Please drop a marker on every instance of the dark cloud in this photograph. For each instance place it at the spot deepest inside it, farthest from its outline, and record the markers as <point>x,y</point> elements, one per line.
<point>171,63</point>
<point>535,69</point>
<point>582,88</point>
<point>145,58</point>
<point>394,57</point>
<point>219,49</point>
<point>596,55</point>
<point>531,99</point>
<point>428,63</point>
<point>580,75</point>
━━━━━━━━━━━━━━━━
◆ Task instructions ◆
Send back every entry precisely as given.

◆ Response area ◆
Please drop a marker on every instance of the dark cloud in this photograph. For each instance place it at the spot deepest inside it, farthest from its outline, and record the markers as <point>x,y</point> elements, one per line.
<point>171,63</point>
<point>535,69</point>
<point>582,88</point>
<point>145,58</point>
<point>394,57</point>
<point>219,49</point>
<point>596,55</point>
<point>531,99</point>
<point>428,63</point>
<point>580,75</point>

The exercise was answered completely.